WORK TO DO: Reproduce these lines word for word, from the start of the records through the line containing "column 13, row 96". Leave the pictures out of your copy.

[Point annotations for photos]
----------
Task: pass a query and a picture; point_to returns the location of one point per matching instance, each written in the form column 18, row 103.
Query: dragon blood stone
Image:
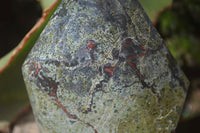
column 100, row 66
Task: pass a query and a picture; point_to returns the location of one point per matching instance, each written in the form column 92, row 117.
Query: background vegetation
column 177, row 21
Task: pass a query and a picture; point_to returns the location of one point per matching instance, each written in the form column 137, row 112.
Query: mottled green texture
column 100, row 66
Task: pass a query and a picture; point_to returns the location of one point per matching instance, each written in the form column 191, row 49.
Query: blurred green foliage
column 180, row 27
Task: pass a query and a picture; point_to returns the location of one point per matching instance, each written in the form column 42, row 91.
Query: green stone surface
column 100, row 66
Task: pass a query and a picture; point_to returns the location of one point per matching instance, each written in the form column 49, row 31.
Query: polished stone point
column 100, row 66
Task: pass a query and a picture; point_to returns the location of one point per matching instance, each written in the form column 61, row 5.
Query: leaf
column 13, row 96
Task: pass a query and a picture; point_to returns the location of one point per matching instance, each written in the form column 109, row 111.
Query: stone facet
column 100, row 66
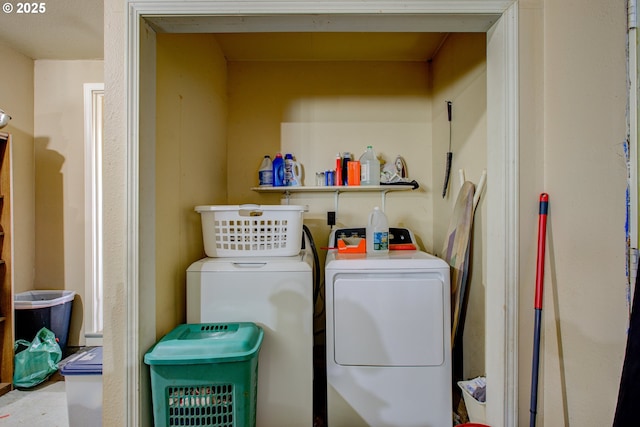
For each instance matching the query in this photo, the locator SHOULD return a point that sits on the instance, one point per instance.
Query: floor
(42, 406)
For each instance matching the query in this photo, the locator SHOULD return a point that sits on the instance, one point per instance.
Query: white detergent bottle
(369, 168)
(265, 173)
(377, 233)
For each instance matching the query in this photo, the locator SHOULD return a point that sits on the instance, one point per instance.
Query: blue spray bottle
(278, 171)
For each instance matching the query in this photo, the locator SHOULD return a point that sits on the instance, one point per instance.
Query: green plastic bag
(37, 360)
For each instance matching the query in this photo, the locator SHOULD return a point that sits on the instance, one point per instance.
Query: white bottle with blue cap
(377, 233)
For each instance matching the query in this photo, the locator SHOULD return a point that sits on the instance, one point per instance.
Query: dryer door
(388, 319)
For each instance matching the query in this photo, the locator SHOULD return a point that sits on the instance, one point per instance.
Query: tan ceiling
(73, 29)
(330, 46)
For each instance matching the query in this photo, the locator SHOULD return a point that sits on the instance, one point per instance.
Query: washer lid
(394, 259)
(299, 262)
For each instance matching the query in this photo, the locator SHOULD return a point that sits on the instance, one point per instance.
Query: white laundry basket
(251, 230)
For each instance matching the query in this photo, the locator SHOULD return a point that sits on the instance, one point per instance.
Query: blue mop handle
(534, 369)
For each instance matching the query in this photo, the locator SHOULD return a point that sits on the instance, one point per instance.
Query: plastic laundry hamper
(206, 375)
(251, 230)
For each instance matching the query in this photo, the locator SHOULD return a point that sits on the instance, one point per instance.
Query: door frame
(499, 19)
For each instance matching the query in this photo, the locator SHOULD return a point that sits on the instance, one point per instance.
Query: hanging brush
(449, 155)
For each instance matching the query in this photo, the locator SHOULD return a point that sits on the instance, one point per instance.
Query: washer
(276, 293)
(388, 338)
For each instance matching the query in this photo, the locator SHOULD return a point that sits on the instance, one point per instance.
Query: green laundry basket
(206, 375)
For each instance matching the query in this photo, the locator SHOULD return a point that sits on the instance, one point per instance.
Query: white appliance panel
(388, 320)
(276, 294)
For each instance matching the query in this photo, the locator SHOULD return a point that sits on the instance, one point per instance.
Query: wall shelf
(336, 190)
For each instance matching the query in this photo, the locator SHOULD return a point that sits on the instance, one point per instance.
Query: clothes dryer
(276, 293)
(388, 338)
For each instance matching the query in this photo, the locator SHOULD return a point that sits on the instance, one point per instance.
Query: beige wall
(572, 123)
(317, 109)
(578, 113)
(459, 75)
(16, 97)
(191, 160)
(60, 179)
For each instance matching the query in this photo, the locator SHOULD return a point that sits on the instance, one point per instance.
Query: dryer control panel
(397, 236)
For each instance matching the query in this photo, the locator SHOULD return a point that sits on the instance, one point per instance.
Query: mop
(542, 234)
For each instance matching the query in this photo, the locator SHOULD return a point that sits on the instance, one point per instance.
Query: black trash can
(35, 310)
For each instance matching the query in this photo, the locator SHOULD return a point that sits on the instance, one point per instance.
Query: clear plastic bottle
(377, 233)
(265, 173)
(369, 168)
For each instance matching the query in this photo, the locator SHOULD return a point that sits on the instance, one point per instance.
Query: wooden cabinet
(6, 286)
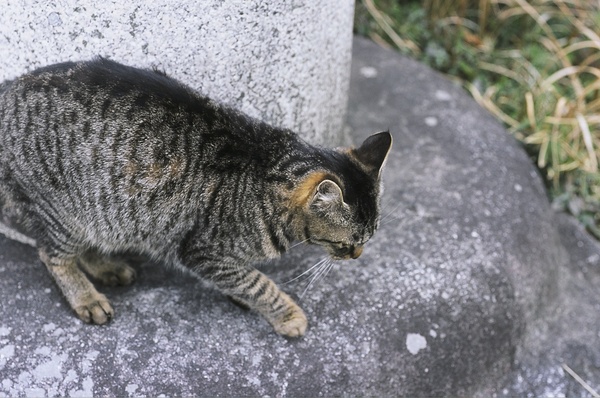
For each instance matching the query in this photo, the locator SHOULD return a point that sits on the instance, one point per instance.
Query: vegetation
(534, 64)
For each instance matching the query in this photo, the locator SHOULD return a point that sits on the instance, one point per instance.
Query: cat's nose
(356, 252)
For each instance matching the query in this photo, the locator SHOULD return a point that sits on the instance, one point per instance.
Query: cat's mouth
(347, 253)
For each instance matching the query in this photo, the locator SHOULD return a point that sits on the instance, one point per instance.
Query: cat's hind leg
(108, 270)
(90, 306)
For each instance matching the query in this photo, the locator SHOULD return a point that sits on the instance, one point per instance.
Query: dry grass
(535, 65)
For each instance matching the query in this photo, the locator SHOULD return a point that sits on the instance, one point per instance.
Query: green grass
(534, 64)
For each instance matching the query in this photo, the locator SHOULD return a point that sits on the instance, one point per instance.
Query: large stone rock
(462, 291)
(286, 62)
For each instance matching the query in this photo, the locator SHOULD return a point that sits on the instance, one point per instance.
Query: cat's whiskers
(308, 271)
(319, 274)
(299, 243)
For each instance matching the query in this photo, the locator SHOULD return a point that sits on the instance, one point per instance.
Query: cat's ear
(374, 151)
(327, 195)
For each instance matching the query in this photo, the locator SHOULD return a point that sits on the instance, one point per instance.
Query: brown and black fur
(98, 158)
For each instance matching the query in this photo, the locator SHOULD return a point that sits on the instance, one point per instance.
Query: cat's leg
(107, 269)
(252, 288)
(90, 306)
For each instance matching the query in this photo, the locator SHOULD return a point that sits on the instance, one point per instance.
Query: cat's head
(340, 205)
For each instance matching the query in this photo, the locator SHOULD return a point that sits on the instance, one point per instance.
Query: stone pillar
(285, 62)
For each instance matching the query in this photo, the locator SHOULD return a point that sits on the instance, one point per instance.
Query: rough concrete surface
(286, 62)
(467, 288)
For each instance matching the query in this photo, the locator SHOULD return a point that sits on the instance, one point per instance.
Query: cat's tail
(13, 234)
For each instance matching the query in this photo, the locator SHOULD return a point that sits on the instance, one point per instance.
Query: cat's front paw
(293, 324)
(96, 309)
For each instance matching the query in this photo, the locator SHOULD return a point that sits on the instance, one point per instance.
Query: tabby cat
(98, 158)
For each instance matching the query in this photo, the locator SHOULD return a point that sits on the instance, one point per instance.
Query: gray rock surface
(467, 289)
(286, 62)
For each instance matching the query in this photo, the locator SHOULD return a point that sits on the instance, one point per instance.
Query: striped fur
(98, 158)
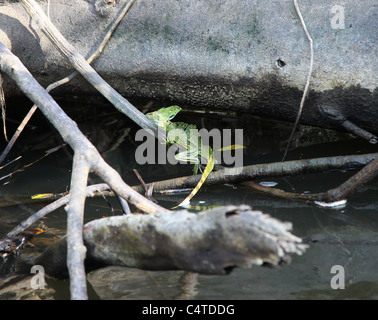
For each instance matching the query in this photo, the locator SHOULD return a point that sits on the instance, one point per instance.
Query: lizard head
(161, 116)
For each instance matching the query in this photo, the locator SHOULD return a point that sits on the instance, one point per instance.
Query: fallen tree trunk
(246, 56)
(210, 242)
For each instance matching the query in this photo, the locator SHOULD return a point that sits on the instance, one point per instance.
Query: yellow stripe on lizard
(189, 139)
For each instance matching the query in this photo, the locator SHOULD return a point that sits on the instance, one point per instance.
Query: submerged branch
(220, 240)
(275, 169)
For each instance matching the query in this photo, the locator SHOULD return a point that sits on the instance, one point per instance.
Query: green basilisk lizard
(187, 136)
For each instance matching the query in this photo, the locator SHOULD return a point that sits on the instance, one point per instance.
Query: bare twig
(75, 243)
(65, 80)
(342, 192)
(308, 78)
(81, 65)
(70, 132)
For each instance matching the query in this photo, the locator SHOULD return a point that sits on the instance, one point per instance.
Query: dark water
(346, 237)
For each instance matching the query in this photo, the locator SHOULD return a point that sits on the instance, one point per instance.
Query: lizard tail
(206, 172)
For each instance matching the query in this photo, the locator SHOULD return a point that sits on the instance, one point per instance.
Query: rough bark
(248, 56)
(211, 242)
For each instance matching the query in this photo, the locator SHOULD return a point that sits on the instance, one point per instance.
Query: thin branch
(81, 65)
(65, 80)
(75, 243)
(308, 78)
(342, 192)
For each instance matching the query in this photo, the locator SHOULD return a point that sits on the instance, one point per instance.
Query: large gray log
(211, 242)
(250, 56)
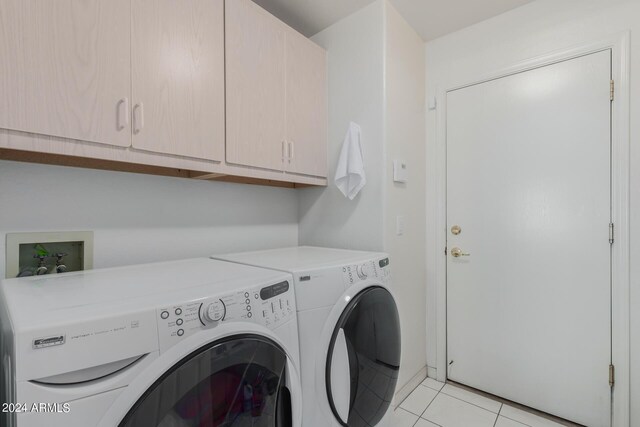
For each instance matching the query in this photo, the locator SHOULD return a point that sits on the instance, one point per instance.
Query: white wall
(143, 218)
(404, 140)
(538, 28)
(356, 93)
(376, 79)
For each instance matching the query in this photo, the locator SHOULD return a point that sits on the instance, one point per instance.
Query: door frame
(619, 44)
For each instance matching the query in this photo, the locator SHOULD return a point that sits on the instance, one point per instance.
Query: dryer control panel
(374, 269)
(269, 306)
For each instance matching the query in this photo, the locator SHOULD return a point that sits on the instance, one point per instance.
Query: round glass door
(236, 382)
(364, 359)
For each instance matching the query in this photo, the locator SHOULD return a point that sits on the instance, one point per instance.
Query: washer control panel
(375, 269)
(268, 306)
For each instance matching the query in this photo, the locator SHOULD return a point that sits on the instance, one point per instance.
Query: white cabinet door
(178, 77)
(255, 76)
(528, 183)
(65, 68)
(306, 106)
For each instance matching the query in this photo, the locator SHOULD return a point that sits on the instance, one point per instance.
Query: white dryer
(185, 343)
(349, 331)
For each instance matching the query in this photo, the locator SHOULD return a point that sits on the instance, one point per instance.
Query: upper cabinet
(276, 94)
(177, 59)
(206, 89)
(255, 63)
(65, 69)
(306, 106)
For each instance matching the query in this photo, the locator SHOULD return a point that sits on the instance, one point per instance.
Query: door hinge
(611, 233)
(612, 375)
(613, 89)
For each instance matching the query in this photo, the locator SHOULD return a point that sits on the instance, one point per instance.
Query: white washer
(349, 331)
(193, 342)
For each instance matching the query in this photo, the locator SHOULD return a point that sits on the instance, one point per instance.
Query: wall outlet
(400, 171)
(29, 254)
(400, 222)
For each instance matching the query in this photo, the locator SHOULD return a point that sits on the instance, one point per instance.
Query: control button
(215, 311)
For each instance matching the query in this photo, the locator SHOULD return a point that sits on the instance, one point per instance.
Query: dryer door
(364, 359)
(235, 382)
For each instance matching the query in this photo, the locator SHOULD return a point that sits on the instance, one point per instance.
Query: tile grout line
(462, 400)
(425, 409)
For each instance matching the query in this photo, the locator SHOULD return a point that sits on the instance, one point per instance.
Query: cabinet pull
(138, 118)
(290, 151)
(123, 113)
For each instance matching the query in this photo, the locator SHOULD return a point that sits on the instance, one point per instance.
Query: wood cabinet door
(255, 76)
(65, 69)
(306, 70)
(178, 77)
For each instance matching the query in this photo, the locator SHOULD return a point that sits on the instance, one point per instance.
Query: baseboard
(409, 387)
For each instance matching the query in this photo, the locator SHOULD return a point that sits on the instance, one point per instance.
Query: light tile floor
(435, 404)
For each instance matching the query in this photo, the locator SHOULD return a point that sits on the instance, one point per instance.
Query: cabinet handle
(123, 113)
(138, 118)
(290, 151)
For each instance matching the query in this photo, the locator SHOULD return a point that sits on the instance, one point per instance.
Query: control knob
(214, 311)
(362, 271)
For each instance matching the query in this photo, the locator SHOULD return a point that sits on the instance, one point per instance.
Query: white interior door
(528, 183)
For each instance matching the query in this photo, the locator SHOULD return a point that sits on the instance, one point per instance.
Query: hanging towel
(350, 176)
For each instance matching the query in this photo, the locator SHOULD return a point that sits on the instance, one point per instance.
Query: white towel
(350, 176)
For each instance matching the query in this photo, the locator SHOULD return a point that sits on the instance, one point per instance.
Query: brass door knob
(457, 253)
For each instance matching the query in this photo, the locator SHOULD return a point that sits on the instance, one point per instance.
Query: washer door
(364, 359)
(235, 382)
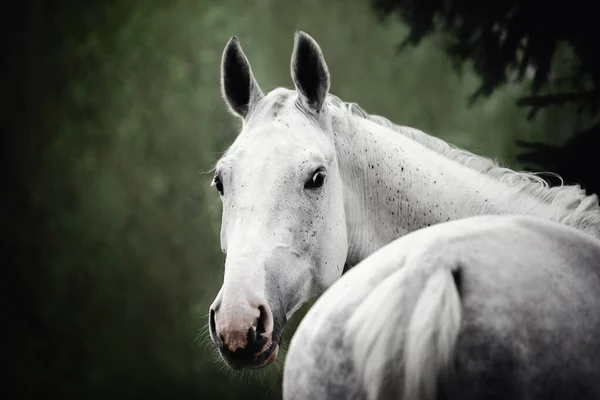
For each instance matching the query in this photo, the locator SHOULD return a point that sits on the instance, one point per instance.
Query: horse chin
(271, 357)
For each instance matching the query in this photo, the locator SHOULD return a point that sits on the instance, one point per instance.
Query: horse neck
(394, 185)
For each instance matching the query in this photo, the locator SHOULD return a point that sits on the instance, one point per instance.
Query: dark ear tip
(302, 38)
(233, 44)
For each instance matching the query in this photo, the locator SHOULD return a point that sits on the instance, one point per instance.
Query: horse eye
(316, 181)
(218, 184)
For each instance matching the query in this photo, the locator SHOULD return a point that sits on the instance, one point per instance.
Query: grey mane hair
(579, 210)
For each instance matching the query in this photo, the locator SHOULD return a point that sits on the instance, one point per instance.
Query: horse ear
(309, 71)
(238, 86)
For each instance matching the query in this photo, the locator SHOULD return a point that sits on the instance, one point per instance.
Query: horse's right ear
(238, 86)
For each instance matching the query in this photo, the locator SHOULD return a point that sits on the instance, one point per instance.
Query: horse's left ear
(309, 71)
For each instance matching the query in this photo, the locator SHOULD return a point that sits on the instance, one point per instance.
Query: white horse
(486, 307)
(312, 186)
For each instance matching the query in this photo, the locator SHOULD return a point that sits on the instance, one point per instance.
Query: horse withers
(486, 307)
(313, 185)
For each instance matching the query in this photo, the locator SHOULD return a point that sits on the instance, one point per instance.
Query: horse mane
(579, 210)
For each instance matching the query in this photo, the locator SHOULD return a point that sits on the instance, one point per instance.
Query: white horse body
(313, 186)
(487, 307)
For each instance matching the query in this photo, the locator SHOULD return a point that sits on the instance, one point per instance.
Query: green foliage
(117, 250)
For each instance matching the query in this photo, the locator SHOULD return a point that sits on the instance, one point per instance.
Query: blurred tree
(551, 46)
(113, 112)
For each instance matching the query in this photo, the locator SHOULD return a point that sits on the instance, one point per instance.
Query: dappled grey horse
(486, 307)
(313, 185)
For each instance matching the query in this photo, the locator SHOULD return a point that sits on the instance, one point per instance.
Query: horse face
(283, 226)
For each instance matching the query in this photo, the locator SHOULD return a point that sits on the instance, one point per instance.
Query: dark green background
(117, 247)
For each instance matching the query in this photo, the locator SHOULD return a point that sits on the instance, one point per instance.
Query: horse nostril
(263, 320)
(213, 326)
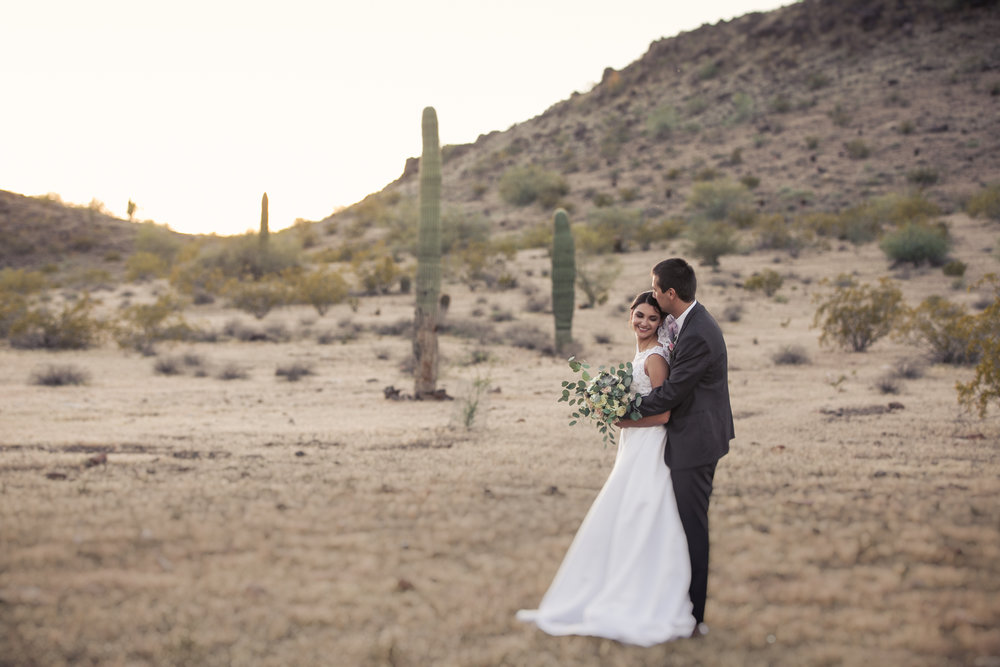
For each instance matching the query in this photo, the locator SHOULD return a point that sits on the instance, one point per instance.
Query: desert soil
(258, 521)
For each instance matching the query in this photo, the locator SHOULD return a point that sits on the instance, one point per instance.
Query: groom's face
(666, 299)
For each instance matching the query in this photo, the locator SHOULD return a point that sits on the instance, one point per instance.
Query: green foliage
(720, 200)
(955, 268)
(662, 121)
(257, 297)
(141, 325)
(767, 281)
(72, 328)
(856, 315)
(943, 329)
(320, 288)
(984, 332)
(145, 266)
(377, 276)
(709, 240)
(857, 149)
(524, 185)
(563, 279)
(985, 203)
(917, 242)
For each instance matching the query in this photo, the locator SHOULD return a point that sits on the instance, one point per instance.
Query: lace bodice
(640, 381)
----------
FINISHED TASK:
Task: pass a query and a picture; point_to returns the location of one point per matching instance, each written in the form column 18, row 103.
Query: dragon blood stone
Image:
column 100, row 66
Task: pass a query and a picture; point_to returns the location of one point per matching instance, each written in the form column 92, row 117.
Query: background vegetation
column 177, row 21
Task: pass a query and a picture; point_to returns the location of one point per matching instance, each written in the form column 137, row 112.
Query: mottled green texture
column 100, row 66
Task: pass a query and a picture; point_to returns the location of one point per matching instance, each written in the form column 191, row 49.
Query: blurred green foliage
column 180, row 27
Task: pass a query and a picture; point_to returns the location of one point per matching instance, each written in the form column 42, row 91.
Query: green stone surface
column 100, row 66
Task: pass a query and a picture; point_to returns the location of one point per matching instance, each written in the form column 49, row 31.
Query: polished stone point
column 100, row 66
Task: pass a query and a picture; point_to returns the location of one point per matching instance, each written in the form column 61, row 5.
Query: leaf
column 13, row 96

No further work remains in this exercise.